### SET PROBLEM
Exclude all pictures, then copy each of the records exactly as written.

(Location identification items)
#####

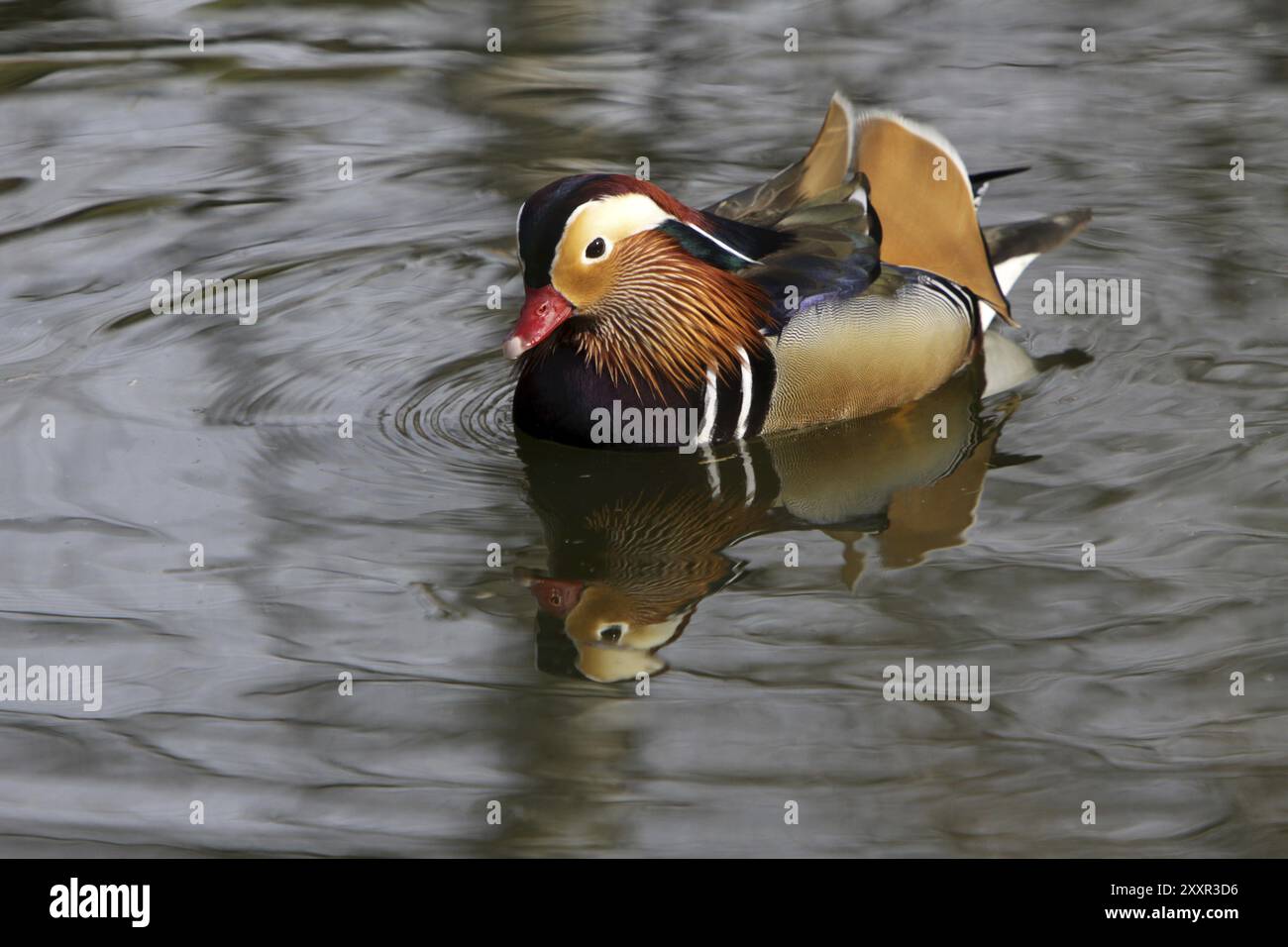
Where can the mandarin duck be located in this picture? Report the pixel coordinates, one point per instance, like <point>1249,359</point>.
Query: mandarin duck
<point>636,541</point>
<point>854,281</point>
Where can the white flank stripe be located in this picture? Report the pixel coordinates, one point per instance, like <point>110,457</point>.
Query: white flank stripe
<point>712,472</point>
<point>748,474</point>
<point>720,244</point>
<point>746,394</point>
<point>1008,272</point>
<point>708,410</point>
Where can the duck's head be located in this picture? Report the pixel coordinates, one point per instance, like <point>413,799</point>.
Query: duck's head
<point>647,286</point>
<point>616,635</point>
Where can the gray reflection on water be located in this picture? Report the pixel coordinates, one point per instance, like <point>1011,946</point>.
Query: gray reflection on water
<point>368,554</point>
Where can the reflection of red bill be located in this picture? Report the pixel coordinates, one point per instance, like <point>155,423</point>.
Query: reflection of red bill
<point>544,311</point>
<point>555,596</point>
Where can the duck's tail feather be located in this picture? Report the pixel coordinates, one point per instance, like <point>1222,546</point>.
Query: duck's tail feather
<point>1016,245</point>
<point>979,182</point>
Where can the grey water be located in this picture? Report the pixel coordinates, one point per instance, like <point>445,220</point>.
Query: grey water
<point>426,561</point>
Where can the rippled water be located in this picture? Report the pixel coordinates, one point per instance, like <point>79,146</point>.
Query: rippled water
<point>369,554</point>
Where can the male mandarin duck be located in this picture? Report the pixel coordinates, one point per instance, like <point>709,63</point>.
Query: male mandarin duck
<point>854,281</point>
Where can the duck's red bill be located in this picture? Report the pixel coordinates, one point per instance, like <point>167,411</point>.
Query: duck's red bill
<point>554,595</point>
<point>542,312</point>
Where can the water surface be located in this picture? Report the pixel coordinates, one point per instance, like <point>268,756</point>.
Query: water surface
<point>370,554</point>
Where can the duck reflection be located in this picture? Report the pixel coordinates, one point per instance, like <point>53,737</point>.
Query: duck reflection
<point>638,539</point>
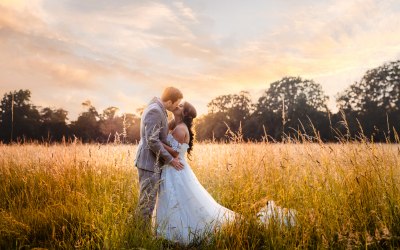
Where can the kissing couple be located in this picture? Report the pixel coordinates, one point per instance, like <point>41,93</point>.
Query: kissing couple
<point>183,209</point>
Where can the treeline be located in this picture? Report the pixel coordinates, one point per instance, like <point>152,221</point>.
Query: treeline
<point>292,107</point>
<point>21,121</point>
<point>297,108</point>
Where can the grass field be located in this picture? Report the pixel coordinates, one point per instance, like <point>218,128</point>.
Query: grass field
<point>84,196</point>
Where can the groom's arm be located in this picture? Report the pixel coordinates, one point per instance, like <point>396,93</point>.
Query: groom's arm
<point>170,150</point>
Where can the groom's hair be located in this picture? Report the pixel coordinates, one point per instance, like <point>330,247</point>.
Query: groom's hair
<point>171,93</point>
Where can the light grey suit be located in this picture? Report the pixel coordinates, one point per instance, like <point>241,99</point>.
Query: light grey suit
<point>151,154</point>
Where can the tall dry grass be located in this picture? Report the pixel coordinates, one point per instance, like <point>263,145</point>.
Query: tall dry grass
<point>84,196</point>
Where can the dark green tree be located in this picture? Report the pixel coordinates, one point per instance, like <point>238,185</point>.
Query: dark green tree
<point>19,118</point>
<point>86,127</point>
<point>290,105</point>
<point>54,124</point>
<point>374,102</point>
<point>225,111</point>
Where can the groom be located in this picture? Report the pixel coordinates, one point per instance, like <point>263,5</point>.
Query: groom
<point>151,155</point>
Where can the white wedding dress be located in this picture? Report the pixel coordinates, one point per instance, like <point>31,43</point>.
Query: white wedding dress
<point>185,211</point>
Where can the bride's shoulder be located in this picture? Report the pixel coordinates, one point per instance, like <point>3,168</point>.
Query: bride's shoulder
<point>180,133</point>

#####

### RESULT FOR THIS TASK
Where can the mandarin duck be located in this picture? Report the pixel coordinates, one point per instance, like <point>1249,359</point>.
Query: mandarin duck
<point>636,541</point>
<point>854,281</point>
Where can the white flank stripe be located in this picture? Report the pixel coordinates, one point per instance, like <point>110,457</point>.
Query: white flank stripe
<point>712,472</point>
<point>748,474</point>
<point>720,244</point>
<point>746,394</point>
<point>1008,272</point>
<point>708,410</point>
Where can the duck's head be located in this picture? Report the pixel coordinates, one point per instance, like <point>413,799</point>.
Query: duck's head
<point>647,286</point>
<point>616,635</point>
Where can the gray reflection on water be located in this picture? Report the pixel coordinates, one point per instance, like <point>1011,946</point>.
Query: gray reflection on water
<point>368,554</point>
Where can the reflection of red bill be located in this picture? Report the pixel coordinates, one point per instance, like <point>155,423</point>.
Query: reflection of red bill
<point>544,311</point>
<point>555,596</point>
Where can the duck's tail feather be located in this picture? Report the pixel coordinates, one point per instance, like <point>1222,546</point>.
Query: duck's tail feather
<point>1016,245</point>
<point>979,182</point>
Where can the grey water be located in this picture? Report the pixel coordinates, one point per instance, like <point>445,220</point>.
Query: grey water
<point>426,561</point>
Where can the rippled water be located in this picture? Report the pixel coordinates, one point per instance, like <point>79,146</point>.
Query: rippled water
<point>369,554</point>
Where can the male mandarin duck be located in this picture? Report the pixel coordinates, one point per instance, like <point>709,63</point>.
Query: male mandarin duck
<point>854,281</point>
Where can the duck's red bill be located in this picture? Report the pixel coordinates, one point per instance, like <point>167,411</point>.
Query: duck's red bill
<point>554,595</point>
<point>542,312</point>
Where can the water surface be located in this picture? Report the pixel coordinates, one point per instance, like <point>268,756</point>.
Query: water surface
<point>370,554</point>
Where can the duck reflection be located in this picture? Report the pixel coordinates, one point per instance, like <point>53,737</point>.
Query: duck reflection
<point>638,539</point>
Where can the kissing couple be located in this picture? Report the pixel coordinates, one point per instance, like <point>41,93</point>.
Query: kissing couple
<point>183,209</point>
Where can the treeline be located in this picture? Report the pixel coordinates, one point per instance, like <point>152,221</point>.
Query: treeline
<point>292,107</point>
<point>21,121</point>
<point>297,108</point>
Where can the grass field be located in this picture? Report the pixel coordinates, one point per instance, like <point>218,128</point>.
Query: grass field
<point>84,196</point>
Where can the groom's arm be located in this picture? Report the pixel coordinates, one point per instance, like <point>396,93</point>.
Query: groom's arm
<point>170,150</point>
Where can the groom's hair be located in this picture? Report the pixel coordinates, one point per instance, like <point>330,247</point>.
Query: groom's hair
<point>171,93</point>
Where can the light grey suit be located in this picture? Report the pixel coordinates, one point per instance, like <point>241,99</point>.
Query: light grey suit
<point>151,154</point>
Where can the tall dry grass be located in this picture? Report the pixel coordinates, one point per instance, like <point>263,145</point>.
Query: tall dry grass
<point>84,196</point>
Where can the dark green tree be located in this picture? Report the pixel coordinates, one point per instance, like <point>238,185</point>.
Query: dark green tree
<point>19,118</point>
<point>86,127</point>
<point>290,105</point>
<point>54,124</point>
<point>374,102</point>
<point>225,111</point>
Where can the groom be located in this picture? Report the pixel coordinates, one point per instance, like <point>263,5</point>.
Query: groom
<point>151,155</point>
Where can the white wedding dress be located in this picture? Report the pixel coordinates, one point per instance, like <point>31,43</point>.
Query: white wedding dress
<point>185,211</point>
Where can the bride's shoulder be located in this picture? Report the pixel coordinates, one point per instance, like <point>3,168</point>.
Query: bride's shoulder
<point>180,133</point>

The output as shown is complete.